ACTIONS TO TAKE
[A] List every date that appears in the blog text, as written there.
[B] Answer these questions from the blog text.
(i) What did Life Safety request more funding to buy?
(ii) From where did Life Safety borrow wheelchairs at last year's graduation?
(iii) How many different Hooters has the writer been to?
[C] Extend the blog text with the next part, beginning after its final sentence.

TEXT BLOCK
= Beginning of Section =

Saturday, November 12, 2005

The new Hamm's Shotgunning Championship Belt

Thursday, November 10, 2005

Apparently SJU and UST now play for a Traveling Trophy called the Holy Grail... note the little crosses on it.

The Holy grail is then passed around to all the freshmen on each campus to drink Hamm's from it and be merry.

Wednesday, November 09, 2005

Institution of higher learning or cattle barn?

Being a fairly recent graduate of St. John's University, I like to stay abreast of what is happening on campus. Usually this involves knowing who the Johnnies will destroy next in football, when homecoming is/was, profs that are retiring/taking other jobs... stuff like that.

That was until about a week ago when I learned that Life Safety, SJU's rent-a-cops (think Barney Fife + 200 lbs in Aviator sunglasses on an ego trip), requested more funding from the school to buy Tasers!!! Yes, Tasers those devices that police use to bring down armed assailants using several hundred volts of electricity.

These devices are so powerful and controversial that they are illegal to use on animals in several states, yet campus security wants to use them on students.

Life Safety is also in charge of the campus Emergency Medical Response Team (EMT's) and their budget. Last year at graduation, the SJU EMT's did not have enough wheelchair's for the handicapped friends and family of the graduates. In stead of spending money to buy them or even rent them Life Safety's response was to borrow wheelchair's from the Monastery while some monks sat in bed all day with no means of mobility!

We don't have enough wheelchair's to allow all handicapped people on campus to be mobile at the same time. In stead of requesting more money to cope with that problem (Life Safety requested $0.00 in funding increase for the EMT's), let's buy stuff so undertrained overweight wannabe cops on power trips can electrocute the hell out of students.

Is Life Safety trying to run an institution of higher learning or a cattle barn?

Wednesday, November 02, 2005

Hooters vs Prudes

Many people around this great country of ours have at least once had the pleasure of walking into a Hooter's Restaurant and enjoying the tasty hot wings while sipping on a cold beer.

Hooter's wants to bring their Delightfully Tacky yet unrefined approach to the "Block E" section of downtown Minneapolis. Apparently Blocks A-D fizzled out...

A local feminazi, Colleen Barry, is opposed to the idea saying "Since they built Block E based on getting some drugs and some not-good stuff out of this area, why put it back in?"

Yes, Colleen, Hooters sells cocaine and meth and if you tip your waitress well, you might even score some Extasy.

What Hooters has this woman been to? I've only been to 3 different Hooters' and I was never offered drugs... do I not look cool enough?

= End of Section =

DATASET ENTRIES

= Beginning of Section =

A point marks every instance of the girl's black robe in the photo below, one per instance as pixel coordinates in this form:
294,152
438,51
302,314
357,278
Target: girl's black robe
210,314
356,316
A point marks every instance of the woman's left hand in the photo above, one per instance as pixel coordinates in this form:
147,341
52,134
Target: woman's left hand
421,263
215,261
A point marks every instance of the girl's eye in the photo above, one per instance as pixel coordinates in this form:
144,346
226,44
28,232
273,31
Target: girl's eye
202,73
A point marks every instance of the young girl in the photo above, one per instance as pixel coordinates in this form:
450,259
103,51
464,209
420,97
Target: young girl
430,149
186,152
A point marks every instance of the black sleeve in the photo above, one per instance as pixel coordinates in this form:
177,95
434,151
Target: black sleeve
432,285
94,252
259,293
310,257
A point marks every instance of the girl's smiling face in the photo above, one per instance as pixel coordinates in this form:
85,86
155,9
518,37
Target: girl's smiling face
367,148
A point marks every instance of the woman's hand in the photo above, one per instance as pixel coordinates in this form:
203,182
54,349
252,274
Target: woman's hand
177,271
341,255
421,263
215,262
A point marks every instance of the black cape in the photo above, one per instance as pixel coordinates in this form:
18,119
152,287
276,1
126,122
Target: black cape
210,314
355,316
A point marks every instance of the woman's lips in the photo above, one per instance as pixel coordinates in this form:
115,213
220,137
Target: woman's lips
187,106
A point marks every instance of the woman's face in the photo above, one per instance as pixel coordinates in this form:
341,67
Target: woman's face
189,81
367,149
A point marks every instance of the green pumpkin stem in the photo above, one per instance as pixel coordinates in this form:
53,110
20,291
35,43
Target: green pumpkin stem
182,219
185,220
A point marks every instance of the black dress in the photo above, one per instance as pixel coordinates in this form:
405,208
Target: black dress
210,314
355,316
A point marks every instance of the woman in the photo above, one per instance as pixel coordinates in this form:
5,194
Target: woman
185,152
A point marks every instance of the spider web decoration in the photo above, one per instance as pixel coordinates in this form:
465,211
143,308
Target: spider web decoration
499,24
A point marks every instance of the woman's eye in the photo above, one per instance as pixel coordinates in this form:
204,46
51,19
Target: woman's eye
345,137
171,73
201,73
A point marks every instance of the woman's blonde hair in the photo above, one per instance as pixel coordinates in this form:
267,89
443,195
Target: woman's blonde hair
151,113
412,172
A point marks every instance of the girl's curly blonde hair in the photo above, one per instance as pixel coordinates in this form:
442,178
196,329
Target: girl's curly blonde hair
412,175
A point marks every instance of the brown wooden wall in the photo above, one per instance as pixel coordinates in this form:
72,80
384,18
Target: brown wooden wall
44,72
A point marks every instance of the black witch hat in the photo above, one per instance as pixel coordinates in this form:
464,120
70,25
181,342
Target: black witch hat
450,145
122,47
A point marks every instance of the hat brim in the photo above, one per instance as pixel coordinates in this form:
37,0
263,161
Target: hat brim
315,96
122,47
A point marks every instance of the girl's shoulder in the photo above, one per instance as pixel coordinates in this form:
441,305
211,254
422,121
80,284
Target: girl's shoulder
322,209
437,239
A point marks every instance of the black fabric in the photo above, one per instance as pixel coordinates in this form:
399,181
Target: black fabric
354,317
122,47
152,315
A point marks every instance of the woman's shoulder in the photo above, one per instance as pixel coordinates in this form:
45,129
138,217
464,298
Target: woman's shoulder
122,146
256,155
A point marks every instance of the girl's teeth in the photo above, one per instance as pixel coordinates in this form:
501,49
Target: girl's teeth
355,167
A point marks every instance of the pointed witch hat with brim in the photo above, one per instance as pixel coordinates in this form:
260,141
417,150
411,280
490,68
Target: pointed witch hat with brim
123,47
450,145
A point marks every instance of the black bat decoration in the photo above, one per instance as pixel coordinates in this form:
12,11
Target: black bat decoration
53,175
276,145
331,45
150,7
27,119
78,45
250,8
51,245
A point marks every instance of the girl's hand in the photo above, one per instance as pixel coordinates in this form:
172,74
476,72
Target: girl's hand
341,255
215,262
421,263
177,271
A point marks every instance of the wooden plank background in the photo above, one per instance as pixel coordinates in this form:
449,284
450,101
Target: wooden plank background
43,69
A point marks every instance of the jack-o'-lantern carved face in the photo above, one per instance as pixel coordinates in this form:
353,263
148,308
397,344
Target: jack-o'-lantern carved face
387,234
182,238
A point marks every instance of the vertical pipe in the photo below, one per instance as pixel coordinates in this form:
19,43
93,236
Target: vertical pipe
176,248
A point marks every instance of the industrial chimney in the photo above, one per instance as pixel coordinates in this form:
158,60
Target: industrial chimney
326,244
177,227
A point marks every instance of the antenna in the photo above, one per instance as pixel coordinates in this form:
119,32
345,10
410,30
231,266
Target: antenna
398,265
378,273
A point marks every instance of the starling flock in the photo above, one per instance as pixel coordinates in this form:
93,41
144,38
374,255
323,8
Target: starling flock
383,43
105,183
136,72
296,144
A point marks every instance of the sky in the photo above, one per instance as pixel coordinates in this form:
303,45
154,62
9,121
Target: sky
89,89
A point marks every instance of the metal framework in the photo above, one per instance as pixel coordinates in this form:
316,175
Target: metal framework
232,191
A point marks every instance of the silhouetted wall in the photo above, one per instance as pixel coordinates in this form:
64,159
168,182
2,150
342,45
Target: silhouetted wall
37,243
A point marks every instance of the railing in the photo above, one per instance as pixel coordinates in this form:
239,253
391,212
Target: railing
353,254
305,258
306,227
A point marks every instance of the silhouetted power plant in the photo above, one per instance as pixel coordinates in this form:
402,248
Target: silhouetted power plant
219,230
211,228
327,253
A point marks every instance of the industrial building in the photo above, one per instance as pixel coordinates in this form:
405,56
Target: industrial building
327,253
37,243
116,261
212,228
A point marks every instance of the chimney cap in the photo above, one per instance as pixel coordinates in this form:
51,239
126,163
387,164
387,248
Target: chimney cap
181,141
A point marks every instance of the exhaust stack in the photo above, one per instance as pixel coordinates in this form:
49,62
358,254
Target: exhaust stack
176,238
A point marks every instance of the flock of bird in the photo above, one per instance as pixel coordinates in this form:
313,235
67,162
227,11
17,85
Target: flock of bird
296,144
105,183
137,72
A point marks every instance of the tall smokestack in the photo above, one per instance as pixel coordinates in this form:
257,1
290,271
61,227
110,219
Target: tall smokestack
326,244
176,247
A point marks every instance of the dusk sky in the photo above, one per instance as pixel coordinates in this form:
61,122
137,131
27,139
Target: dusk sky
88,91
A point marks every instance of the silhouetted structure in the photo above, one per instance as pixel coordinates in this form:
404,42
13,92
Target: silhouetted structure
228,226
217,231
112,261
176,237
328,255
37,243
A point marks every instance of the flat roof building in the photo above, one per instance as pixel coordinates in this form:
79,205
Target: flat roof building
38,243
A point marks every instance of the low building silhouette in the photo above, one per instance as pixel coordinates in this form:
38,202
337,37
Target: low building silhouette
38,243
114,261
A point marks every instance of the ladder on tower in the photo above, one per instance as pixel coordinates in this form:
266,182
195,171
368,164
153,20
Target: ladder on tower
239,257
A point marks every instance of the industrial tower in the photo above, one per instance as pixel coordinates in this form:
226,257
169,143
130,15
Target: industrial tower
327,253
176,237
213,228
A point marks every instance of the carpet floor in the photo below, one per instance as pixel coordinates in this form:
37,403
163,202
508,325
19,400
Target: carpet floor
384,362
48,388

= End of Section =

ANSWERS BY TASK
[A]
Saturday, November 12, 2005
Thursday, November 10, 2005
Wednesday, November 09, 2005
Wednesday, November 02, 2005

[B]
(i) Tasers
(ii) The Monastery
(iii) 3

[C]
What exactly is the "not-good stuff" she wishes to keep out of this area? Good looking women? Great hot wings? People who want to eat good food? Beer? A restaurant that will draw people in who will likely look at other shops and but stuff while they are there?

Lets look at the "Good stuff" that is currently in "Block E":

Jewel Spa- women come and strip down to next to nothing and allow people they have never met to touch them all over... and you're worried about Hooters' girls being scantily clad?

Panchero's Mexican Grill: Immitation Chipotle that isn't even close...Panchero's should be banned from existence and Chipotle's should be built in all of their current locations

Escape Ultra Lounge: A bar/nightclub that looks like it was designed by and for people tripping on Extasy.

The Shout House: Another place that serves alcohol as their primary means of income... at least Hooters sells food!

Starbucks': The very symbol of everything that is wrong with America

Cold Stone Creamery: A place that sells icecream so fattening they won't even let you see the calorie or fat content.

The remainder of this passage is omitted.